What the task asks: Please reproduce the entries that follow, keeping each word intact.

Records to use:
+ + + + +

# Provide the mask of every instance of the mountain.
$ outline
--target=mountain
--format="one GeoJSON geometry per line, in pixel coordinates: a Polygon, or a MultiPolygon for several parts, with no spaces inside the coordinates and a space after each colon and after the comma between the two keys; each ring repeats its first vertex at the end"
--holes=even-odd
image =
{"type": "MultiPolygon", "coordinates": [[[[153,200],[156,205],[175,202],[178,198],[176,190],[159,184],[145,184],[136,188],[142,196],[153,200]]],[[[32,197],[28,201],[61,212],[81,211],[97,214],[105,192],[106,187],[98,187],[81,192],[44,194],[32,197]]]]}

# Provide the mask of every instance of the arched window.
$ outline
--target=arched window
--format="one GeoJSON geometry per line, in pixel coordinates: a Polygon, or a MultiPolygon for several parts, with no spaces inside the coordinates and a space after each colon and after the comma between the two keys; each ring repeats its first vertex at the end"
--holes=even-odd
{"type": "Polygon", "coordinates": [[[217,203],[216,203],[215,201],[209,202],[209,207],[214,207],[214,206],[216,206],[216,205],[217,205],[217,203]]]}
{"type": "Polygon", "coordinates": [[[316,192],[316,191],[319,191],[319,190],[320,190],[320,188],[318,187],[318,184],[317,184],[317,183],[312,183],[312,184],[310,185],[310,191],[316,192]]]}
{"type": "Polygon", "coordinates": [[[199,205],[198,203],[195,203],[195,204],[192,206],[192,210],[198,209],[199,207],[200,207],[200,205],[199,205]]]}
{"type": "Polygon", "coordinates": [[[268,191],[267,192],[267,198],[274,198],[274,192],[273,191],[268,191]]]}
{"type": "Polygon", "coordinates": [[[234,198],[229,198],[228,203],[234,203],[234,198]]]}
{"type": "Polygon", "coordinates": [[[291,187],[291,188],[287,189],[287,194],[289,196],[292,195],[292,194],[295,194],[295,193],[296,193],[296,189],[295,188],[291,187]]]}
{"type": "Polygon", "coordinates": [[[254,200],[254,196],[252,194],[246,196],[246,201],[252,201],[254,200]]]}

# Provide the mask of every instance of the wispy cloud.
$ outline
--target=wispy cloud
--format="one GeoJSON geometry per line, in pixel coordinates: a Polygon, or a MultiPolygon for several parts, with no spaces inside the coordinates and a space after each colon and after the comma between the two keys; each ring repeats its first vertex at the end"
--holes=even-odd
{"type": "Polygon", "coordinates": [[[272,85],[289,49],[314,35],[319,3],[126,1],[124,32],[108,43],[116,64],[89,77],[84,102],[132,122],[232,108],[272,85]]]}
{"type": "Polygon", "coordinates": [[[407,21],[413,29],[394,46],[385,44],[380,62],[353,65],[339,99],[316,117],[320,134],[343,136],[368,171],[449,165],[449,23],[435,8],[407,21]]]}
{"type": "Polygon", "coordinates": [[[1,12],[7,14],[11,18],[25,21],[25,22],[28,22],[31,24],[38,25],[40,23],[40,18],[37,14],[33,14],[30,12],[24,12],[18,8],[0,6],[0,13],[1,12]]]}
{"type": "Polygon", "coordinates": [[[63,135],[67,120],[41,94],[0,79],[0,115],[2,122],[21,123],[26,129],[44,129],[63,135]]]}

+ + + + +

Answer below:
# Provide the mask of every instance of the mountain.
$ outline
--target=mountain
--format="one GeoJSON geometry per line, in pixel coordinates: a Polygon, or a MultiPolygon for several parts, with no spaces inside the coordinates and a space after each colon and after the comma between the two keys; each ring repeats its first vertex at the end"
--holes=even-odd
image =
{"type": "MultiPolygon", "coordinates": [[[[153,200],[156,205],[175,202],[178,198],[176,190],[159,184],[145,184],[136,188],[142,196],[153,200]]],[[[32,197],[28,201],[61,212],[81,211],[97,214],[105,192],[106,187],[98,187],[81,192],[44,194],[32,197]]]]}

# Provide the mask of every instance of the arched window.
$ outline
--target=arched window
--format="one GeoJSON geometry per line, in pixel coordinates: a Polygon, or a MultiPolygon for several parts, with no spaces inside the coordinates and a space after each colon and after the comma between the two keys; each ring repeats its first vertex at the end"
--holes=even-odd
{"type": "Polygon", "coordinates": [[[217,203],[216,203],[215,201],[209,202],[209,207],[214,207],[214,206],[216,206],[216,205],[217,205],[217,203]]]}
{"type": "Polygon", "coordinates": [[[316,192],[316,191],[319,191],[319,190],[320,190],[320,188],[318,187],[318,184],[317,184],[317,183],[312,183],[312,184],[310,185],[310,191],[316,192]]]}
{"type": "Polygon", "coordinates": [[[199,205],[198,203],[195,203],[195,204],[192,206],[192,210],[198,209],[199,207],[200,207],[200,205],[199,205]]]}
{"type": "Polygon", "coordinates": [[[268,191],[267,192],[267,198],[274,198],[274,192],[273,191],[268,191]]]}
{"type": "Polygon", "coordinates": [[[234,198],[229,198],[228,203],[234,203],[234,198]]]}
{"type": "Polygon", "coordinates": [[[291,187],[291,188],[287,189],[287,194],[289,196],[292,195],[292,194],[295,194],[295,193],[296,193],[296,189],[295,188],[291,187]]]}
{"type": "Polygon", "coordinates": [[[254,200],[254,196],[252,194],[246,196],[246,201],[252,201],[254,200]]]}

# Provide the mask of every instance of the wispy cloud.
$ outline
--target=wispy cloud
--format="one GeoJSON geometry per line, in pixel coordinates: a Polygon, or a MultiPolygon for several parts, with no spaces inside the coordinates and a space after each colon and after the comma between the two keys; each ring repeats its first vertex at the end"
--holes=even-odd
{"type": "Polygon", "coordinates": [[[272,85],[289,49],[314,35],[319,3],[126,1],[124,32],[108,43],[116,64],[89,77],[84,102],[132,122],[232,108],[272,85]]]}
{"type": "Polygon", "coordinates": [[[407,21],[413,29],[394,46],[385,44],[380,62],[353,65],[339,99],[316,117],[320,134],[343,136],[368,171],[449,165],[449,23],[435,8],[407,21]]]}
{"type": "Polygon", "coordinates": [[[1,12],[7,14],[11,18],[25,21],[25,22],[28,22],[31,24],[38,25],[40,23],[40,18],[37,14],[33,14],[30,12],[24,12],[18,8],[0,6],[0,13],[1,12]]]}
{"type": "Polygon", "coordinates": [[[63,135],[67,120],[41,94],[0,79],[0,115],[2,122],[21,123],[26,129],[44,129],[63,135]]]}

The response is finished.